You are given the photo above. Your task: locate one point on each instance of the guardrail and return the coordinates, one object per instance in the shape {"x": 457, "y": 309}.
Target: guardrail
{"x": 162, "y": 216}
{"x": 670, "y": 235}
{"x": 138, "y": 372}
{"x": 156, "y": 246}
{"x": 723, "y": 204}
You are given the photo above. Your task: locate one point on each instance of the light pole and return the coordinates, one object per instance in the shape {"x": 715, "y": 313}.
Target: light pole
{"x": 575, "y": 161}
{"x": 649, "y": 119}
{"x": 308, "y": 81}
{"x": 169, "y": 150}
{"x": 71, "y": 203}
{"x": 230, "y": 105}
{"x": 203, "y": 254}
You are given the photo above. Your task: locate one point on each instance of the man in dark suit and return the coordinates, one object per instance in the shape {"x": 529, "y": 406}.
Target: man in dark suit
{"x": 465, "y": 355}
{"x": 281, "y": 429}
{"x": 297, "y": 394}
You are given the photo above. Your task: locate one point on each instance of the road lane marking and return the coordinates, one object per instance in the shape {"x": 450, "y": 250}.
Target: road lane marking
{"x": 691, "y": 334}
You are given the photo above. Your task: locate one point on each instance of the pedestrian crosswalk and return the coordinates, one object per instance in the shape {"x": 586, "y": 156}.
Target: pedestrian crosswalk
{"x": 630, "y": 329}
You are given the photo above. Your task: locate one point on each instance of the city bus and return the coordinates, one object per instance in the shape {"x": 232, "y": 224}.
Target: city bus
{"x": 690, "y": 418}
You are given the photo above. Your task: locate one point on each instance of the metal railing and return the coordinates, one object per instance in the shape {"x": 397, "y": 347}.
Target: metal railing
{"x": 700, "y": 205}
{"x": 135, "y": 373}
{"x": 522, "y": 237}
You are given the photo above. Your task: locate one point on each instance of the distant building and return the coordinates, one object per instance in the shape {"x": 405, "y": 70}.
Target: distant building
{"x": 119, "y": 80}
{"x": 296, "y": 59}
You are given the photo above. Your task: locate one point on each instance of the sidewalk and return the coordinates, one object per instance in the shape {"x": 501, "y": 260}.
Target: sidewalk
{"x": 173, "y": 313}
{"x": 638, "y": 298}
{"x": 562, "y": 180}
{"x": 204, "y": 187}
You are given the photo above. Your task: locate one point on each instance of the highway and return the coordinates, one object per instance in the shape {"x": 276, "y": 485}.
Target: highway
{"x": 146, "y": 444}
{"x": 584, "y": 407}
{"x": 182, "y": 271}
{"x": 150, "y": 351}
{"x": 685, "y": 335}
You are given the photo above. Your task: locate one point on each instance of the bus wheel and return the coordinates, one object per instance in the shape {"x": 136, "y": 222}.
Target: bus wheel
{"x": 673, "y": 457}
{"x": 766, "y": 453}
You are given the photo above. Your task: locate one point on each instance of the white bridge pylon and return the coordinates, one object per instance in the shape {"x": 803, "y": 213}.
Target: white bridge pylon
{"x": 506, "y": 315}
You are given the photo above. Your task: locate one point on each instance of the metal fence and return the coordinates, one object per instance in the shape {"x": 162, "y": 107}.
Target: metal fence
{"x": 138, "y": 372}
--
- [GOAL]: Repeat word for word every line from the one that holds "of the sidewalk" to the end. Both ends count.

- [EXERCISE OUTPUT]:
You are given the photo above. Your task: locate one point on each instance of the sidewalk and return the coordinates, one object per instance in the shape {"x": 501, "y": 260}.
Target: sidewalk
{"x": 173, "y": 313}
{"x": 638, "y": 298}
{"x": 562, "y": 180}
{"x": 204, "y": 187}
You are given the photo above. Your task: locate one point on each instance of the highway and return the coordinates, one object per instance in the shape {"x": 276, "y": 485}.
Target: highway
{"x": 146, "y": 444}
{"x": 584, "y": 407}
{"x": 182, "y": 271}
{"x": 150, "y": 351}
{"x": 685, "y": 335}
You are given the photo above. Your task: locate one point on each instance of the bus wheel and return the coordinates, one object per instance in the shape {"x": 136, "y": 222}.
Target: bus wheel
{"x": 673, "y": 457}
{"x": 766, "y": 453}
You are given the photo above. Your task: locate one point on each instance of the white bridge pylon and return the coordinates, one object per instance in the shape {"x": 803, "y": 213}.
Target: white bridge pylon
{"x": 506, "y": 315}
You are given the photo above. Your task: locate one point on each instance of the metal fence and return the coordinates, one object per instance in the shape {"x": 162, "y": 107}.
Target: metal fence
{"x": 138, "y": 372}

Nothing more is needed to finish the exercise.